▶ _DATA SUPPLIED_:
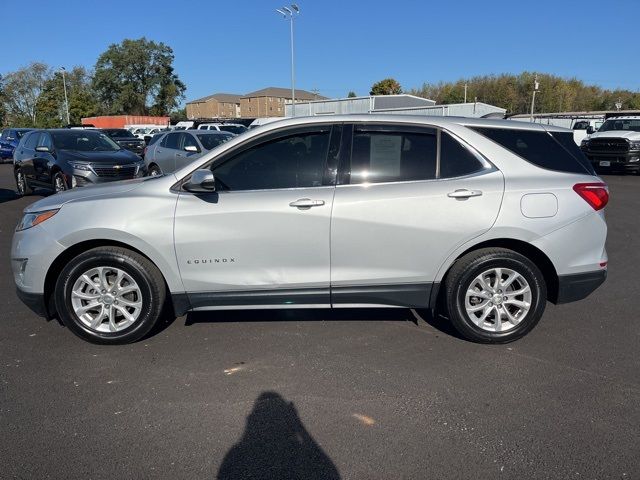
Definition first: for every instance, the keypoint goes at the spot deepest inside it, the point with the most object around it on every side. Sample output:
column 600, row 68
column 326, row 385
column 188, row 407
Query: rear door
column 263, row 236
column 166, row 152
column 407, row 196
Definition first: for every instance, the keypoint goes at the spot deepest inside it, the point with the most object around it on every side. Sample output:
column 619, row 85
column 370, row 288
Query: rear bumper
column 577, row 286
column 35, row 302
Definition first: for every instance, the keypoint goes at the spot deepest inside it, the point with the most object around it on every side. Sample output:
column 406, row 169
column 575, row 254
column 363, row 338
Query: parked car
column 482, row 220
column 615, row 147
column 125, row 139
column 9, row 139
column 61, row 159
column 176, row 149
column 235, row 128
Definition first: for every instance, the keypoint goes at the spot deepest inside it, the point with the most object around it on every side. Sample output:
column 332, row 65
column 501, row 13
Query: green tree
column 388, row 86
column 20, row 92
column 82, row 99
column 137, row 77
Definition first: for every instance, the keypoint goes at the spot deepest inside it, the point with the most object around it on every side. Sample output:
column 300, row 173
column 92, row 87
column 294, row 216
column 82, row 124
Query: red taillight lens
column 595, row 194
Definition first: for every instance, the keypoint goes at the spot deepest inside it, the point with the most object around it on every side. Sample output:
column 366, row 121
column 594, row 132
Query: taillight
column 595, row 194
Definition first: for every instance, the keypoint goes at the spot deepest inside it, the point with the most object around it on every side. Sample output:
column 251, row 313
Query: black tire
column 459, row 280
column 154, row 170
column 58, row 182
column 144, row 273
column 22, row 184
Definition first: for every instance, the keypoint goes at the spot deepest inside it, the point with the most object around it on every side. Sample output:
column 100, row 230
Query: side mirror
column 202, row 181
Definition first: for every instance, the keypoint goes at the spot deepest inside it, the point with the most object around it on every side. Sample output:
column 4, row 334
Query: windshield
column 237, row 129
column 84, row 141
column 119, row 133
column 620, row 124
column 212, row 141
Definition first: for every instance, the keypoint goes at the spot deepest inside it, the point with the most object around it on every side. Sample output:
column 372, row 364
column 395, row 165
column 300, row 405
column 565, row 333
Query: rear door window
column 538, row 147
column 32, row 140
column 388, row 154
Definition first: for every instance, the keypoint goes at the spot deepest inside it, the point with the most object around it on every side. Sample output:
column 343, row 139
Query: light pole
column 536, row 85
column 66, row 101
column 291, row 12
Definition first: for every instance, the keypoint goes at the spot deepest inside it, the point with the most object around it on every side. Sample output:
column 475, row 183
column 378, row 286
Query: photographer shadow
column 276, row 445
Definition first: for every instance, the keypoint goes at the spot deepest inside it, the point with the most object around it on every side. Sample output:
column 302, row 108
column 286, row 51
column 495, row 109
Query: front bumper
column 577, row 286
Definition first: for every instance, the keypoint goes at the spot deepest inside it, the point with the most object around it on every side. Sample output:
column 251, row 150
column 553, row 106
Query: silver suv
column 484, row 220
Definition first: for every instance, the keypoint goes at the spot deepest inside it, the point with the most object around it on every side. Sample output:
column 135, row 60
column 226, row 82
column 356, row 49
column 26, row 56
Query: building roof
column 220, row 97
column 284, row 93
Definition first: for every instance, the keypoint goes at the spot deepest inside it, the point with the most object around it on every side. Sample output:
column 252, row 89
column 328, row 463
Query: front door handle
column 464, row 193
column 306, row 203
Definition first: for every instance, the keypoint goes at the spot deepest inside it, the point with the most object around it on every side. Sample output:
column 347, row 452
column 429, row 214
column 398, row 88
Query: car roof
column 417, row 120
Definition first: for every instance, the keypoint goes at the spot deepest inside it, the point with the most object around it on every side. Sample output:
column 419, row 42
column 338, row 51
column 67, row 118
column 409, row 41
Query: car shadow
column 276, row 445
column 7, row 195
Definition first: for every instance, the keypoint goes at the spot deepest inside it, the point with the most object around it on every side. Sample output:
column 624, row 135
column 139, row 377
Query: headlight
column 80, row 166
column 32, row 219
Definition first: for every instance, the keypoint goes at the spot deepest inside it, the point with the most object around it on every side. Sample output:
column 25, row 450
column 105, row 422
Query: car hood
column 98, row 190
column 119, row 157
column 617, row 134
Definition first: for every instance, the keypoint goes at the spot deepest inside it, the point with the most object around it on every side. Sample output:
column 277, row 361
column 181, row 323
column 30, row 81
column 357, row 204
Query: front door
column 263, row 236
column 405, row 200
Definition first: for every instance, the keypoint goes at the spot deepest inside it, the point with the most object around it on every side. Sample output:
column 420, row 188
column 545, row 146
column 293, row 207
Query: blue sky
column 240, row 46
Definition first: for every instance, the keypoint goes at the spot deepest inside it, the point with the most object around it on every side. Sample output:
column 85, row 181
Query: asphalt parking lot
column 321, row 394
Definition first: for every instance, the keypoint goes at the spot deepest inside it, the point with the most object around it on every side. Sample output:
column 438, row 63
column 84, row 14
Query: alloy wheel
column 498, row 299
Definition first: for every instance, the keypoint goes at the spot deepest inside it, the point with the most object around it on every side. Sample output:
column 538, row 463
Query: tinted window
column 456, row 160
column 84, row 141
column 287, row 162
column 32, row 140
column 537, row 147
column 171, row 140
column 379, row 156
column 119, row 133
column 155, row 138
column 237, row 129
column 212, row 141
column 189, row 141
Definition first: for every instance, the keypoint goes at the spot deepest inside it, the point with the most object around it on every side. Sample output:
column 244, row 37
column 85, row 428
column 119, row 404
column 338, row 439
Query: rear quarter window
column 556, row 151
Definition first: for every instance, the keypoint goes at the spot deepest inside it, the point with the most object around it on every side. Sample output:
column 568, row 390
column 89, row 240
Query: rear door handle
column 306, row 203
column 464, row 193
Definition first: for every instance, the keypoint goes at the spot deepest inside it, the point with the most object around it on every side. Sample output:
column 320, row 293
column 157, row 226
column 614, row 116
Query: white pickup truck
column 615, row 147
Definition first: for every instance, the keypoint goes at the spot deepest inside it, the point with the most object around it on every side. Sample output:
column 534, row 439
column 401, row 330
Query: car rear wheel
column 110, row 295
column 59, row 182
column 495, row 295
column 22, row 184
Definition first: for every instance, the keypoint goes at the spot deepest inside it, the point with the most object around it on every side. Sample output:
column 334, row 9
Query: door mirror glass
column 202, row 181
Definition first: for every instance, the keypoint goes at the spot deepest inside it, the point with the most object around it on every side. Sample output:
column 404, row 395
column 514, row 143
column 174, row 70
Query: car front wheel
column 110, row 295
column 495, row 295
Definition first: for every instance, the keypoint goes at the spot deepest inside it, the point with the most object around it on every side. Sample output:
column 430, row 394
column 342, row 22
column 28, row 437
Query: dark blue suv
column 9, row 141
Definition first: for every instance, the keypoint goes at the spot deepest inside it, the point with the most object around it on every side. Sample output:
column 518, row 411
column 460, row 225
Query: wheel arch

▶ _PROBLEM DETAILS_: Please write every line above out exactly as given, except for any pictures.

▶ _EXERCISE RESPONSE_:
Definition first: for every instance, the keypoint goes at the spot deepest inside it, the point with the most object around it on every side. Sample output:
column 600, row 68
column 326, row 385
column 188, row 407
Query: rear door
column 263, row 236
column 166, row 152
column 407, row 196
Definition first: for every instance, the keypoint goes at the spot deepest inside it, the point with the most object around it on every side. Sample output:
column 619, row 85
column 370, row 288
Query: rear bumper
column 577, row 286
column 35, row 302
Definition first: for every instance, the keypoint goes at the spot deepest inside it, the point with the most object around it on every side. Sample output:
column 406, row 169
column 575, row 254
column 363, row 338
Query: parked car
column 482, row 220
column 615, row 147
column 125, row 139
column 9, row 139
column 61, row 159
column 176, row 149
column 235, row 128
Definition first: for every instance, the keypoint goes at the spot deepest inside it, the point with the most object around it on every side. Sample output:
column 332, row 65
column 501, row 13
Query: green tree
column 388, row 86
column 20, row 92
column 82, row 99
column 137, row 77
Definition first: for every instance, the keypoint goes at the spot deepest inside it, the point with the most object around it on every side. Sample output:
column 300, row 173
column 92, row 87
column 294, row 216
column 82, row 124
Query: red taillight lens
column 595, row 194
Definition first: for every instance, the keypoint goes at the spot deepest inside it, the point with the most object around it on every side. Sample output:
column 366, row 121
column 594, row 132
Query: taillight
column 595, row 194
Definition first: for every instance, the keypoint goes at the spot deepest inside it, the point with the most object around it on every side. Sample output:
column 251, row 313
Query: black tire
column 459, row 280
column 154, row 170
column 58, row 182
column 144, row 273
column 22, row 184
Definition first: for every instance, the keypoint goes at the spot deepest inside it, the point with the most object around it on every side. Sample output:
column 100, row 230
Query: side mirror
column 202, row 181
Definition first: for every instance, the keypoint goes at the spot deepest inside it, the point with the most object around it on every side. Sample output:
column 4, row 334
Query: windshield
column 237, row 129
column 84, row 141
column 119, row 133
column 620, row 124
column 212, row 141
Definition first: for every instance, the keypoint goes at the spot deepest inside it, the point with the most object around it on every side. Sample output:
column 372, row 364
column 395, row 165
column 300, row 405
column 565, row 333
Query: rear door window
column 538, row 147
column 32, row 140
column 388, row 154
Definition first: for every instance, the keypoint goes at the spot deepest inside it, the point with the most object around it on every side. Sample output:
column 343, row 139
Query: light pole
column 536, row 85
column 66, row 101
column 291, row 12
Definition first: for every instance, the keypoint goes at the spot deepest inside it, the point with the most object around it on every side. Sample output:
column 475, row 183
column 378, row 286
Query: photographer shadow
column 276, row 445
Definition first: for every instance, the keypoint goes at the spot deepest inside it, the point with the most object around it on every side. Sample output:
column 302, row 108
column 286, row 51
column 495, row 109
Query: front bumper
column 577, row 286
Definition first: for every instance, the keypoint goes at the spot deepest inside it, the point with the most object around it on every side. Sample output:
column 251, row 150
column 553, row 106
Query: silver suv
column 484, row 220
Definition first: for every instance, the keypoint goes at the spot deepest inside it, the point with the most object around it on every side. Sample output:
column 135, row 60
column 226, row 82
column 356, row 49
column 26, row 56
Query: building roof
column 220, row 97
column 284, row 93
Definition first: for every instance, the keypoint goes at the spot deepest inside it, the point with the most object around it on every side. Sample output:
column 252, row 89
column 328, row 463
Query: front door handle
column 464, row 193
column 306, row 203
Definition first: for every instance, the keypoint goes at the spot deepest inside it, the point with the most object around it on every side. Sample output:
column 347, row 452
column 429, row 214
column 398, row 88
Query: car roof
column 417, row 120
Definition first: for every instance, the keypoint goes at the spot deepest inside it, the point with the most object around it on every side. Sample output:
column 419, row 42
column 338, row 51
column 67, row 118
column 409, row 41
Query: car shadow
column 276, row 445
column 7, row 195
Definition first: for every instance, the keypoint goes at the spot deepest inside it, the point with the most object around it on every side. Sample output:
column 624, row 135
column 139, row 377
Query: headlight
column 80, row 166
column 32, row 219
Definition first: for every instance, the keypoint goes at the spot deepest inside it, the point with the most object around it on every side. Sample output:
column 25, row 450
column 105, row 422
Query: car hood
column 98, row 190
column 119, row 157
column 617, row 134
Definition first: for every instance, the keypoint goes at the spot deepest inside it, the point with the most object around it on every side. Sample output:
column 277, row 361
column 181, row 323
column 30, row 81
column 357, row 204
Query: front door
column 263, row 236
column 405, row 200
Definition first: for every instance, the keypoint goes at the spot deepest inside it, the point with the most object around it on every side. Sample output:
column 420, row 188
column 545, row 146
column 293, row 207
Query: blue sky
column 240, row 46
Definition first: for every instance, the keypoint goes at the spot deepest inside it, the point with the most object around it on every side. Sample output:
column 85, row 181
Query: asphalt parking lot
column 321, row 394
Definition first: for every instance, the keypoint goes at the spot deepest inside it, the point with the most object around it on every side. Sample output:
column 438, row 63
column 84, row 14
Query: alloy wheel
column 498, row 299
Definition first: for every instance, the keypoint goes at the spot deepest inside it, the point with the most object around it on every side. Sample output:
column 538, row 463
Query: tinted window
column 456, row 160
column 84, row 141
column 287, row 162
column 32, row 140
column 537, row 147
column 171, row 140
column 379, row 156
column 119, row 133
column 155, row 138
column 237, row 129
column 212, row 141
column 189, row 141
Definition first: for every instance, the keypoint goes at the spot deepest inside it, the point with the most object around it on every side. Sample output:
column 244, row 37
column 85, row 428
column 119, row 404
column 338, row 439
Query: rear quarter window
column 556, row 151
Definition first: for every instance, the keypoint goes at the spot deepest inside it, the point with the most object around it on every side. Sample output:
column 568, row 390
column 89, row 240
Query: rear door handle
column 306, row 203
column 464, row 193
Definition first: for every instance, the keypoint goes at the spot deepest inside it, the point with the most object around it on every side. Sample output:
column 320, row 293
column 157, row 226
column 614, row 116
Query: white pickup truck
column 615, row 147
Definition first: for every instance, the keypoint goes at the spot deepest inside it, the point with the most object around it on every side. Sample output:
column 534, row 439
column 401, row 330
Query: car rear wheel
column 110, row 295
column 59, row 182
column 495, row 295
column 22, row 184
Definition first: for every instance, the keypoint goes at the spot deepest inside it, the point with the most object around it on every side. Sample output:
column 334, row 9
Query: door mirror glass
column 202, row 181
Definition first: for every instance, the keypoint goes at the spot deepest inside it, the point with the most object around it on every side. Sample output:
column 404, row 395
column 514, row 143
column 174, row 70
Query: car front wheel
column 110, row 295
column 495, row 295
Definition first: for every instance, the keypoint goes at the spot deepest inside it, the point with the most object around it on every side. Sample output:
column 430, row 394
column 342, row 22
column 28, row 437
Query: dark blue suv
column 9, row 141
Definition first: for every instance, the keypoint goes at the spot deepest inside it, the point with the most object around it on every side. Sample output:
column 518, row 411
column 460, row 225
Query: wheel arch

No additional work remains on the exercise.